(Beginning of DATASET EXTRACT)

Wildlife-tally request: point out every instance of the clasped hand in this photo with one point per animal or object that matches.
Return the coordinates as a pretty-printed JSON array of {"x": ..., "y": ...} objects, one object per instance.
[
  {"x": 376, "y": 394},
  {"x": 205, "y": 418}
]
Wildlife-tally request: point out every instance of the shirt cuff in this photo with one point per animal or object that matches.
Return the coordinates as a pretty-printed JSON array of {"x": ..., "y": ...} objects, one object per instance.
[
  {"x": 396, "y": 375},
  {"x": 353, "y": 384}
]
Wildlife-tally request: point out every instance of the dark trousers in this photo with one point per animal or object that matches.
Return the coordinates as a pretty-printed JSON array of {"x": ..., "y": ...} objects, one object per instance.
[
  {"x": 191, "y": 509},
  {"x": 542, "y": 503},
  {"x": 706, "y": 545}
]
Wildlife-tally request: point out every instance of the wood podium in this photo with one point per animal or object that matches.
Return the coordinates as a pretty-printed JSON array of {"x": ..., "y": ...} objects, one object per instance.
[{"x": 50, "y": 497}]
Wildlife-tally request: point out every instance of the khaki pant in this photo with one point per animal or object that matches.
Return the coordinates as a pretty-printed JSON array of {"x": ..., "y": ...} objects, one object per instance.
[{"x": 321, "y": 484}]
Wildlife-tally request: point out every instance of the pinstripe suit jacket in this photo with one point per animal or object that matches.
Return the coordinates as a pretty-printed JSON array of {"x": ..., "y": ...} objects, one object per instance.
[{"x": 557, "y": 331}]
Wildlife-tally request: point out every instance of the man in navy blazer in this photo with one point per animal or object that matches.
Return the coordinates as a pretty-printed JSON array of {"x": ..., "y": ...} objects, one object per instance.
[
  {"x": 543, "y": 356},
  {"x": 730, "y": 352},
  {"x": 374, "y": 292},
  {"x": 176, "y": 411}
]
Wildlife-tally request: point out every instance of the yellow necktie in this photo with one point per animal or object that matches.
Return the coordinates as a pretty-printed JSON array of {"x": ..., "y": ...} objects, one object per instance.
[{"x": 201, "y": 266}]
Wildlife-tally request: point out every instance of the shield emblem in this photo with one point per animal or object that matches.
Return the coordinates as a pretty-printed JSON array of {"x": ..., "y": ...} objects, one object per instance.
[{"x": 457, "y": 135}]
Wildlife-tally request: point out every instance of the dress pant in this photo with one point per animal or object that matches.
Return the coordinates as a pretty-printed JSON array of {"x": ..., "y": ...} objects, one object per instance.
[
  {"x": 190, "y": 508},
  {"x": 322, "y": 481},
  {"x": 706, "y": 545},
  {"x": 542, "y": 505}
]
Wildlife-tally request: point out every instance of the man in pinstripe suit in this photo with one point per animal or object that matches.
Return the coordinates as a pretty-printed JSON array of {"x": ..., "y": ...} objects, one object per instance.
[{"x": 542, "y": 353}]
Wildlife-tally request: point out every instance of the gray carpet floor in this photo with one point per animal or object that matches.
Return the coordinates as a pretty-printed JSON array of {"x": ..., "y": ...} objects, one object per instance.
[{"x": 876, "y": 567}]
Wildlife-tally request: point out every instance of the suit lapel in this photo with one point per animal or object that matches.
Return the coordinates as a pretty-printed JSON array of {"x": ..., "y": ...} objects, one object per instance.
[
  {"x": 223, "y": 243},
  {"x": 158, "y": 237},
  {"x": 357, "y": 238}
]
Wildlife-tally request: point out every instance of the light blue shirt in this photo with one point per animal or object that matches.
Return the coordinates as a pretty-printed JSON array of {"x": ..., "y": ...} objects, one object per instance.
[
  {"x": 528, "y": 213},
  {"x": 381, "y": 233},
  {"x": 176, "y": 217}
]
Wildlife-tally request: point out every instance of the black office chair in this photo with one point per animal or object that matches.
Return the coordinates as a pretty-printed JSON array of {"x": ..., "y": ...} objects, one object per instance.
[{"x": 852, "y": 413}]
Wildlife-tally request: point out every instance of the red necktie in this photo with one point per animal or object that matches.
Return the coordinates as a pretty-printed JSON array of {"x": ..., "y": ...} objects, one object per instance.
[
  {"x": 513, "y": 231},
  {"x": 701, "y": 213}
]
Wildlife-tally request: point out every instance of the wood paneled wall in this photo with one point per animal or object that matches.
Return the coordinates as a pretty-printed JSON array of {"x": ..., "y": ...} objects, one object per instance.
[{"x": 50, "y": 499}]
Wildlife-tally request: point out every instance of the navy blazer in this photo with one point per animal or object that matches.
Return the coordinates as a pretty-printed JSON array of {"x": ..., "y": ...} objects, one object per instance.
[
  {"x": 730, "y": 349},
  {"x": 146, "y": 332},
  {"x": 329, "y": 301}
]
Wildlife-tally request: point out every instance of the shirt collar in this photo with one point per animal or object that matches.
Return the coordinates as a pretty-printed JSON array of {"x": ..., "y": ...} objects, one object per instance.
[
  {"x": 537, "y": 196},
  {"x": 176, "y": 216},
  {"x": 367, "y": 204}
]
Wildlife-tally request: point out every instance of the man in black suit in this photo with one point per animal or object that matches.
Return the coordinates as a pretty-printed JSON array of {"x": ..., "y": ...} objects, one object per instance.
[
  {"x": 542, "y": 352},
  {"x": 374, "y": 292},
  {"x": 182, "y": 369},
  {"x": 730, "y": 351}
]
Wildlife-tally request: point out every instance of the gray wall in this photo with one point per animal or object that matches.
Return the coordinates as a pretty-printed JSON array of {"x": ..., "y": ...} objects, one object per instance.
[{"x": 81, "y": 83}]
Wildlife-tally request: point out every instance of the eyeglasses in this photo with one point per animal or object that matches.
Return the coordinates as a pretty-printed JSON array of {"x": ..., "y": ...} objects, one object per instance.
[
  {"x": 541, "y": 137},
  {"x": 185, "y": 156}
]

(End of DATASET EXTRACT)

WORK TO BE COMPLETED
Which lines of the data above contain "black"? Copy each one.

RESULT OF THIS EXERCISE
Wildlife-tally request: point out every instance of the black office chair in this photo with one point per animal or object that matches.
Wildlife-tally request: point out every instance of the man in black suit in this photo with one point per animal or object that matches.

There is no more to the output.